Problem a:
Rewrite the passage on the multi-sensor antenna from "The multi-sensor antenna" to "12 is communicating.", changing "motherboard" to "main board".

Passage shown:

With reference to FIG. 3, the antenna of the reception device of the terminal 12, which receives the radio waves from the base station of the cell of the network in which the terminal lies, includes a multi-sensor antenna mounted on the motherboard 18.
The multi-sensor antenna used to produce the reception device includes a number of sensors 24, 26, 28 and 30, of conventional type, within the capability of those skilled in the art. They will therefore not be described in detail hereafter. It will however be noted that they are, in preference, made in the form of SMC components, that is to say surface mount components or in the form of integrated components mounted on a silicon chip, itself laid out on the motherboard 18. The sensors 24, 26, 28 and 30 of the antenna are positioned on the motherboard 18 in such a way as to obtain a level of spatial diversity by which to achieve a level of bit rate or of reach sufficient to achieve an acceptable link between the terminal and the base station with which the terminal 12 is communicating.
According to a first embodiment, visible in FIG. 3, the sensors 24, 26, 28 and 30 each include single band sensors, that is to say sensors having a narrow bandwidth centered on the operating frequency of the reception device or, in other terms, sensors chosen such that their bandwidth corresponds to the frequency of the standard of the mobile telecommunication system to which the terminal belongs. Each sensor 24, 26, 28 and 30 is coupled to a circuit 32, 34 for reception and processing of the radio waves received by the sensors organized in the form of a number of reception and processing stages coupled in parallel to a diversity processing processor 35 suitable for extracting from all the signals originating from the reception and processing circuit 32, 34 a single signal corresponding to the signal as it is sent by the base station.
Each reception and processing circuit 32, 34 also includes a single band circuit, its bandwidth corresponding substantially to the bandwidth of the sensor 24, . . . , 30, to which it is connected.
Since this is conventional, each reception and processing circuit 32, 34 comprises a low noise amplification (LNA) and filtering circuit 36 coupled, at the output, to a mixer circuit 38, which is associated with a local oscillator (VCO) 39 and which is itself coupled to a demodulation circuit 40 and to an analog/digital converter (ADC) 42. It will be noted nevertheless that the use of intermediate frequency amplifiers, each interposed between the mixer circuit and the demodulation circuit 40, could also be envisaged.
The processing of the radio waves received by each sensor 24, . . . , 30 is carried out in parallel manner, the signals being presented at the input of the processing processor only after analog/digital conversion. Thus all the difficulties encountered in a conventional manner in the field of microwave connection and the power losses caused in the event of antenna coupling are avoided.
In addition, to the extent that the antennas and the reception and processing circuits are integrated with the same motherboard, it is possible to couple the sensors extremely close to these circuits, which further helps to avoid the power losses at very high frequency. It is specifically possible, according to this arrangement, to couple the sensors and the reception and processing circuits in such a way that they are approximately 1 or 2 mm apart, or, generally, that they are separated by a distance corresponding to approximately two dimensions of an SMC component. Specifically, the coupling of the signals received from the base stations is performed only at the outputs of the reception and processing circuits 32, 34 and then relates only to digital circuits.

Problem b:
List every line of the rows below that contains the word "lettering", matching case exactly.

Task data:
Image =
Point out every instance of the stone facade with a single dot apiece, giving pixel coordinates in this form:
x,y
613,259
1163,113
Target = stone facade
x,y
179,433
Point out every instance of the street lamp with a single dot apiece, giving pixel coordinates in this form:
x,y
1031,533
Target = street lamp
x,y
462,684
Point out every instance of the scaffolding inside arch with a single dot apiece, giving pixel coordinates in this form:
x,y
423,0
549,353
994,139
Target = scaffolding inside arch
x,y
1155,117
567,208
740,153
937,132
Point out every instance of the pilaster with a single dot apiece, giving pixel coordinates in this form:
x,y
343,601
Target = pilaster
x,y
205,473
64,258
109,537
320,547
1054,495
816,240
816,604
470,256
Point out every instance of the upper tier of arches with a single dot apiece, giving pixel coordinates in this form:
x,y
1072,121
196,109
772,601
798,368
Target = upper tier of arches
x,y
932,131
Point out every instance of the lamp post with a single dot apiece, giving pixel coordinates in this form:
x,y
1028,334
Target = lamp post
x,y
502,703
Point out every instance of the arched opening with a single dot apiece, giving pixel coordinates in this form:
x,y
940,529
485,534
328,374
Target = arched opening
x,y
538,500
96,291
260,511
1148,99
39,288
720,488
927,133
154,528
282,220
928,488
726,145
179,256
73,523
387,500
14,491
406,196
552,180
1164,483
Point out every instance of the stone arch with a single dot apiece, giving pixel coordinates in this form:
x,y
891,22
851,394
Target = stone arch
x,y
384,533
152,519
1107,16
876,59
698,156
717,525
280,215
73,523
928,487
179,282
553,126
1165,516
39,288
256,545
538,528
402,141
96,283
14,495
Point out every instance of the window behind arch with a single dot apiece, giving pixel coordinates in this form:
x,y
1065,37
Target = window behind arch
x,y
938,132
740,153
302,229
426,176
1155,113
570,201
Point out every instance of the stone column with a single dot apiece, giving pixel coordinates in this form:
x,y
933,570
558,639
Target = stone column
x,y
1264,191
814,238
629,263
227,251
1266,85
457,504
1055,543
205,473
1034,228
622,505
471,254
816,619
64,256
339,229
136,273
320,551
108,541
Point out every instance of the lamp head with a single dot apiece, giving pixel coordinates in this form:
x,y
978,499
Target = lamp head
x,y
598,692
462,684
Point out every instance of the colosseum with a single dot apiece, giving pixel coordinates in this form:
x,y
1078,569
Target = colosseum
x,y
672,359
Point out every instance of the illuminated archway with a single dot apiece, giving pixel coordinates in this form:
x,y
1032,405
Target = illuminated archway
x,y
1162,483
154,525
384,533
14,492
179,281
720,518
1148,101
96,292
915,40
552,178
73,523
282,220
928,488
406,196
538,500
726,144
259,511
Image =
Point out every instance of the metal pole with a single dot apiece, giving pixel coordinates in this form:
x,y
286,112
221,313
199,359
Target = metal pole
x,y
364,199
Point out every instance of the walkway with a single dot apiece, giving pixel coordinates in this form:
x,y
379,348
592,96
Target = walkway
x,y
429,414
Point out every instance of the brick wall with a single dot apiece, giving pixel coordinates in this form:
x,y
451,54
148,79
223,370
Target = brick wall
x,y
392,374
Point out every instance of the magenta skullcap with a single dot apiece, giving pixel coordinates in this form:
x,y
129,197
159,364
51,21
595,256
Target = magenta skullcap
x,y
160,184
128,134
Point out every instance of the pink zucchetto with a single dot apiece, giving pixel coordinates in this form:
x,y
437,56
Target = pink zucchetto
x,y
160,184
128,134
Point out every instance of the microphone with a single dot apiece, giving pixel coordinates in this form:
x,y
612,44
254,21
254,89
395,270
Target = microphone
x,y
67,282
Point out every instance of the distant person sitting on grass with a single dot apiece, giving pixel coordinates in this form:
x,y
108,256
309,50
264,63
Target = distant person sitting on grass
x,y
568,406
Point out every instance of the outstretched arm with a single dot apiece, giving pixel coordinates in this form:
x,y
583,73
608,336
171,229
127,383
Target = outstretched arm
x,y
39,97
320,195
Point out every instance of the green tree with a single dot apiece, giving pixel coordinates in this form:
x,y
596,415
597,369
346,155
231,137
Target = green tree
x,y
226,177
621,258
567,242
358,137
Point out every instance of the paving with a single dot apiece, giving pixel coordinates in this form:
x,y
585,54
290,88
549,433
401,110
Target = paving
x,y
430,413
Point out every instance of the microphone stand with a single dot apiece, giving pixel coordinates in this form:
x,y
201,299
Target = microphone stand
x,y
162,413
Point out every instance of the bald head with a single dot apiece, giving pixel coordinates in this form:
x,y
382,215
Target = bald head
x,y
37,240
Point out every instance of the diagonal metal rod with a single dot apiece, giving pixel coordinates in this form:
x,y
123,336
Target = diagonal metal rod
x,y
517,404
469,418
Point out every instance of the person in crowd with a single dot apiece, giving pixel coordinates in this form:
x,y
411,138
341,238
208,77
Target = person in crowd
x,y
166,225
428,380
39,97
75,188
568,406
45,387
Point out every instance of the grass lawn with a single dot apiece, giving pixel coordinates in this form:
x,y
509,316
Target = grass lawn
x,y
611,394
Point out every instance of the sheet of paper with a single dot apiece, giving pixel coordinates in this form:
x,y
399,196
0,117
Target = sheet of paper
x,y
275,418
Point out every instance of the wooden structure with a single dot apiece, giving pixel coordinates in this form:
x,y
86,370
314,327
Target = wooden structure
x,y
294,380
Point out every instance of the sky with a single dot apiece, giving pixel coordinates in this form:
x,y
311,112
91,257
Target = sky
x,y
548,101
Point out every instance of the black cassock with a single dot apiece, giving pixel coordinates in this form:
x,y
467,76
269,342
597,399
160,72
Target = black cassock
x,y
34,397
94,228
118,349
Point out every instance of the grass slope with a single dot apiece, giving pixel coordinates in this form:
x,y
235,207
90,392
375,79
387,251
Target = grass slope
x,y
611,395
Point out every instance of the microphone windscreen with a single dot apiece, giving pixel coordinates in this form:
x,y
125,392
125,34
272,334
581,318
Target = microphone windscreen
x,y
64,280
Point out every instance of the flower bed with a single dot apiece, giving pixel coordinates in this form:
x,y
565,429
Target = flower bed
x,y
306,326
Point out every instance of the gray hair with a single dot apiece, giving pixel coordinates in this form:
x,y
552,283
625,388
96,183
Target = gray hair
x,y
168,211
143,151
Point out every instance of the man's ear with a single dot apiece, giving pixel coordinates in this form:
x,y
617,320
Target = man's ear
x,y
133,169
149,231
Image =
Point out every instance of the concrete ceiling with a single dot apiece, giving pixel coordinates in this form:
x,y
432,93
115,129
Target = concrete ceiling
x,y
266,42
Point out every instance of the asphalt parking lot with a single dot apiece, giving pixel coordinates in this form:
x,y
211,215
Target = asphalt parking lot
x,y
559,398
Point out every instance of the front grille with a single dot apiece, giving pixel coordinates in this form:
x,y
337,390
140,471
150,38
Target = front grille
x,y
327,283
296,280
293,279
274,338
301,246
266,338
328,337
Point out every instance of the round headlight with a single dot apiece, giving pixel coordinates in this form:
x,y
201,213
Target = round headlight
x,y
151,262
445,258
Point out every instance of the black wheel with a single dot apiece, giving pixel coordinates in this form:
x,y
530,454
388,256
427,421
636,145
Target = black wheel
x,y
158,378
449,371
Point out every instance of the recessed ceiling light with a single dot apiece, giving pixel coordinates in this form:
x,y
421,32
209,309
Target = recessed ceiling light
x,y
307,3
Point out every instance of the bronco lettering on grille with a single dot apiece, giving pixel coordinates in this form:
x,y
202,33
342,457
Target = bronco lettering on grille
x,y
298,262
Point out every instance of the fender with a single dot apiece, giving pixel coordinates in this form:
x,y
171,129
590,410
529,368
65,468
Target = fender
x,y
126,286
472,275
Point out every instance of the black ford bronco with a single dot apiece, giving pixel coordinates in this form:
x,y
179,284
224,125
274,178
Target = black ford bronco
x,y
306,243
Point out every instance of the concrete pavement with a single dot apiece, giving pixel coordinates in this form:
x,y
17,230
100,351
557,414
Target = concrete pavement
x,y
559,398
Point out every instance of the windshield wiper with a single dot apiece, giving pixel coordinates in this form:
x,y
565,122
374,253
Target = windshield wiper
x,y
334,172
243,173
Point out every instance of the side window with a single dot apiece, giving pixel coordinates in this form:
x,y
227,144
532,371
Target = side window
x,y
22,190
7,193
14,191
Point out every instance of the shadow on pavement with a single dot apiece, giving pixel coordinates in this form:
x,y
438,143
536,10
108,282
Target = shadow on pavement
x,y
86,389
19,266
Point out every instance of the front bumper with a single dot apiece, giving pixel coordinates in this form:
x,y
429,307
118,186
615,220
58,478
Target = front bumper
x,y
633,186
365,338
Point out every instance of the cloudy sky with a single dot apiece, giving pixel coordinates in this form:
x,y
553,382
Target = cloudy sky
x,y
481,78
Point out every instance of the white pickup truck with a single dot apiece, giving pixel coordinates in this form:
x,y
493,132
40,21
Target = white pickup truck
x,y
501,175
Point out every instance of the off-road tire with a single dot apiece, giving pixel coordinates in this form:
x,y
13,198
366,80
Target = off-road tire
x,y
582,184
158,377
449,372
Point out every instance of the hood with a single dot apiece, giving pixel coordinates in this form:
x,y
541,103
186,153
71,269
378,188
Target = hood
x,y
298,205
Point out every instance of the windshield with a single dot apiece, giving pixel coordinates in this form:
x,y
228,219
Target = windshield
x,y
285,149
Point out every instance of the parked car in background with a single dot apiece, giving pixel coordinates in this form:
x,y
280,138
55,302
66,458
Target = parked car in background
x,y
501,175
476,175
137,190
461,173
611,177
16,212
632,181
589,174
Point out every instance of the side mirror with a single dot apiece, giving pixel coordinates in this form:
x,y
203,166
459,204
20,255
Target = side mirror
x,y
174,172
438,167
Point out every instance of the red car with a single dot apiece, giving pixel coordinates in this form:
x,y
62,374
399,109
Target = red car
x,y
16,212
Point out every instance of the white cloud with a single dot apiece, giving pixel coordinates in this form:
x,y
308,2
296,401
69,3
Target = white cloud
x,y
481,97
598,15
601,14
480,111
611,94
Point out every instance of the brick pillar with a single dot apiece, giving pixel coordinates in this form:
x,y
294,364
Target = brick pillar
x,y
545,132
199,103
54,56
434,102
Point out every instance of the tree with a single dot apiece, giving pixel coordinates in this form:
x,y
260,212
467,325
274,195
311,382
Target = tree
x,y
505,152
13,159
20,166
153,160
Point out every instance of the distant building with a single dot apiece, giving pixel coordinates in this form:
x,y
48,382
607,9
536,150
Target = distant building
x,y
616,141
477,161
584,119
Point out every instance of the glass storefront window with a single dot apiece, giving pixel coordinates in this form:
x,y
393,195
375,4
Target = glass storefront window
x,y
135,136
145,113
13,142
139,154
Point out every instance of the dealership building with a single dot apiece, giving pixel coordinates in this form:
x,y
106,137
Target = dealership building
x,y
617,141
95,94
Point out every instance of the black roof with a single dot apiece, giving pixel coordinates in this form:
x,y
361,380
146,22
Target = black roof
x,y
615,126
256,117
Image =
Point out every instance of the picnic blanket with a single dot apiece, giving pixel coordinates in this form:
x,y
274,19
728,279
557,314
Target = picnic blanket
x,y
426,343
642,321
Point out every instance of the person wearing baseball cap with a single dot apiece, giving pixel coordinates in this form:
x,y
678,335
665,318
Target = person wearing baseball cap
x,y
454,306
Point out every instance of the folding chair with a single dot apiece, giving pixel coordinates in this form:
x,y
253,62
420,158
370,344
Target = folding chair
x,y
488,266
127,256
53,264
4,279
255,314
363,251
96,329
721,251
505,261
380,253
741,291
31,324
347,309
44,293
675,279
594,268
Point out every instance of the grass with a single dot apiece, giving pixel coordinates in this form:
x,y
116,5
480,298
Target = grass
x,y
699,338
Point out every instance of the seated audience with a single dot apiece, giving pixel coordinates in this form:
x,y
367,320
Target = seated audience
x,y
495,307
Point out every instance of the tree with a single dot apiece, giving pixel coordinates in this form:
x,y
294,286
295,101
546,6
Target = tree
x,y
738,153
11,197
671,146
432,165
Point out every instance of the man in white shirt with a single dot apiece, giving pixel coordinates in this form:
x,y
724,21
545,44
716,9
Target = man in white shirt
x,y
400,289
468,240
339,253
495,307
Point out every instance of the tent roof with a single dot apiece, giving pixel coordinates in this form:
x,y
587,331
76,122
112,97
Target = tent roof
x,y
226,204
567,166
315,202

Task output a:
The multi-sensor antenna used to produce the reception device includes a number of sensors 24, 26, 28 and 30, of conventional type, within the capability of those skilled in the art. They will therefore not be described in detail hereafter. It will however be noted that they are, in preference, made in the form of SMC components, that is to say surface mount components or in the form of integrated components mounted on a silicon chip, itself laid out on the main board 18. The sensors 24, 26, 28 and 30 of the antenna are positioned on the main board 18 in such a way as to obtain a level of spatial diversity by which to achieve a level of bit rate or of reach sufficient to achieve an acceptable link between the terminal and the base station with which the terminal 12 is communicating.

Task output b:
Point out every instance of the bronco lettering on grille with a single dot apiece, giving pixel coordinates in this form:
Target = bronco lettering on grille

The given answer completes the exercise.